* [Task directions]
Gather every line below where "after" appears.

(Collected data entries)
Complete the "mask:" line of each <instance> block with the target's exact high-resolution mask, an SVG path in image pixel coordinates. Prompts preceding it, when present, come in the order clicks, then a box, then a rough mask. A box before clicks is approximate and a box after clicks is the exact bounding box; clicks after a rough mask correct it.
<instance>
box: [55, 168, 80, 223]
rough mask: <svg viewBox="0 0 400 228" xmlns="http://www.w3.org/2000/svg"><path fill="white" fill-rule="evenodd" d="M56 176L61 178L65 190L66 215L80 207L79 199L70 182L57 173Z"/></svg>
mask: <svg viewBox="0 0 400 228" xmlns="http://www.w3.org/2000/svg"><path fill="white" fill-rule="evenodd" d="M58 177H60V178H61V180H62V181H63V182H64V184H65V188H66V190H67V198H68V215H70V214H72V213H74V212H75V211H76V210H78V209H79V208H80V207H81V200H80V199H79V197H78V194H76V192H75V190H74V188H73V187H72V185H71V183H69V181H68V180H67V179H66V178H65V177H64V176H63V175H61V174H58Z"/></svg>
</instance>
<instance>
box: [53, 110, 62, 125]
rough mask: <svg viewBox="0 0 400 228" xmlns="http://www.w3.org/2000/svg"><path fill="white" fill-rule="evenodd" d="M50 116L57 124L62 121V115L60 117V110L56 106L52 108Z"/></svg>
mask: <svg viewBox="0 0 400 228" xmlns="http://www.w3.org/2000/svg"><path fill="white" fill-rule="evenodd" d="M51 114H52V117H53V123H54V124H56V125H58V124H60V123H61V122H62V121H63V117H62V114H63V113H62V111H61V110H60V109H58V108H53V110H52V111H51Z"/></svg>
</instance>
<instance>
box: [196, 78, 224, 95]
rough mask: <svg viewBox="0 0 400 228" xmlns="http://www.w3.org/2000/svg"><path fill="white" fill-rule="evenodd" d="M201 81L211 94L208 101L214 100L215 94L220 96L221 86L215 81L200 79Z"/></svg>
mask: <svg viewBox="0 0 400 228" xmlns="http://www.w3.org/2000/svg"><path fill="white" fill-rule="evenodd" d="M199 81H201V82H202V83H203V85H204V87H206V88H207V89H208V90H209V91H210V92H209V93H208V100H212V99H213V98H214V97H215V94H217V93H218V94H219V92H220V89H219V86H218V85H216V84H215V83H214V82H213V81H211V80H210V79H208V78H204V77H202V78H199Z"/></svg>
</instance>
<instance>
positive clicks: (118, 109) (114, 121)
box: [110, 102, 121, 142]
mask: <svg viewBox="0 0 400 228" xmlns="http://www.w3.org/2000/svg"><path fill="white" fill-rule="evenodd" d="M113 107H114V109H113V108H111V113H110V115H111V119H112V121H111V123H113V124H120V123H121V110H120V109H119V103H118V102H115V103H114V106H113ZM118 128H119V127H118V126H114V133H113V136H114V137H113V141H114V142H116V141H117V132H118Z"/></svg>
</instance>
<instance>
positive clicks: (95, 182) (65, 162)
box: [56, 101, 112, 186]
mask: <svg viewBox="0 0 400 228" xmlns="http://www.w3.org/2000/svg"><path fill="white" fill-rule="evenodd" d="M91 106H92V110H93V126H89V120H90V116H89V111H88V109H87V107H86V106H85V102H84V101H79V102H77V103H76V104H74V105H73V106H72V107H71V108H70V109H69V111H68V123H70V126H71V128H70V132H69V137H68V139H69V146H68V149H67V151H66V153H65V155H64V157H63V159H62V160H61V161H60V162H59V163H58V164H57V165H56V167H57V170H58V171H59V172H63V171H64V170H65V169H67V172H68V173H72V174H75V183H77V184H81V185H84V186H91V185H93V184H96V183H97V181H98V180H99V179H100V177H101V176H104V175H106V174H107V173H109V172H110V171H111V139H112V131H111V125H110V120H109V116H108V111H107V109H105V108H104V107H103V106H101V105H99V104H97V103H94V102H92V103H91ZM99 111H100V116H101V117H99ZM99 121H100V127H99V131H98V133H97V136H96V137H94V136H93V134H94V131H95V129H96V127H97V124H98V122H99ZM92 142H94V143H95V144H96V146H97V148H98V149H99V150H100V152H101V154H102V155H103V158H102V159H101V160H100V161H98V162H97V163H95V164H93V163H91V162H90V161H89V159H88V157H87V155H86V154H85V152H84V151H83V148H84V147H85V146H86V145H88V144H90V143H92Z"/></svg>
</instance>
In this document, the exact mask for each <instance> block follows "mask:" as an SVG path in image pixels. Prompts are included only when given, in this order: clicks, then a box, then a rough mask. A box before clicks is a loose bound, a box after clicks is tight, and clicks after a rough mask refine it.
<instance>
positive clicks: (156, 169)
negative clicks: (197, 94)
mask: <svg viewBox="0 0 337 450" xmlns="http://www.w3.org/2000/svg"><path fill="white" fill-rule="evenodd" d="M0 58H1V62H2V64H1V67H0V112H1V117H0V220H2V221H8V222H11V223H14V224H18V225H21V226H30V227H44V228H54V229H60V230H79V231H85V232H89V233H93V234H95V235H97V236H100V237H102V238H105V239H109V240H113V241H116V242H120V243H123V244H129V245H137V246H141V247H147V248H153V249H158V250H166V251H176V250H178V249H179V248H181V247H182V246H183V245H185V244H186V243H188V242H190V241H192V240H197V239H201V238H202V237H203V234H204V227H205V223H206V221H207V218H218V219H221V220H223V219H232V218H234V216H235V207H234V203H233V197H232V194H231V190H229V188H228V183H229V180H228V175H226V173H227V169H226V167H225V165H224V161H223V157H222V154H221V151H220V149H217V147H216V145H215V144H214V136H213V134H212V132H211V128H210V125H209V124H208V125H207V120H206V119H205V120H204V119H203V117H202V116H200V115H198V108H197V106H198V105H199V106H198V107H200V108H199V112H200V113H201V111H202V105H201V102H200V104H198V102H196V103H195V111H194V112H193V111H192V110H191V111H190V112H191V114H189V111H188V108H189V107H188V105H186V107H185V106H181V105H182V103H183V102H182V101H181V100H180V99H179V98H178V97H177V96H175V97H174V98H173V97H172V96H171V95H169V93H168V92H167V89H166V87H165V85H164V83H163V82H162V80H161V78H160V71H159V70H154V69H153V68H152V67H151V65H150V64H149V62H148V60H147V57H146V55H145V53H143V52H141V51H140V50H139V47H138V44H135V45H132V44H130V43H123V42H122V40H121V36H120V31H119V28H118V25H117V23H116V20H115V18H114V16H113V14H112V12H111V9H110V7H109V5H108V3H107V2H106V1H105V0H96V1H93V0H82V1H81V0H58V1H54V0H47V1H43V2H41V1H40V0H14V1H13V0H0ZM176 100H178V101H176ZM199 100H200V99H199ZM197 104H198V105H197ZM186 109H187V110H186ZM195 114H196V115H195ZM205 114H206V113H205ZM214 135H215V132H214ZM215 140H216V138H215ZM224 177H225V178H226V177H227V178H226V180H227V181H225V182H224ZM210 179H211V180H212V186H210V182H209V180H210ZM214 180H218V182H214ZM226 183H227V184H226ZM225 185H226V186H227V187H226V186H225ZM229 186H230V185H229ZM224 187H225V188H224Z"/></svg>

* [Problem solution]
Complete the "mask:" line of each <instance> block with the target's exact high-resolution mask, an SVG path in image pixel coordinates. Prompts preceding it, when present, come in the order clicks, then a box, then a rough mask. A box before clicks is approximate and a box after clicks is the exact bounding box; clicks after a rough mask correct it.
In this document, the exact mask for each <instance> block follows "mask:" as an SVG path in image pixels. Prompts are included only when given, in this order: clicks, then a box, then a rough mask. A box before clicks is a loose bound, a box after clicks is tight, and clicks after a rough mask refine it.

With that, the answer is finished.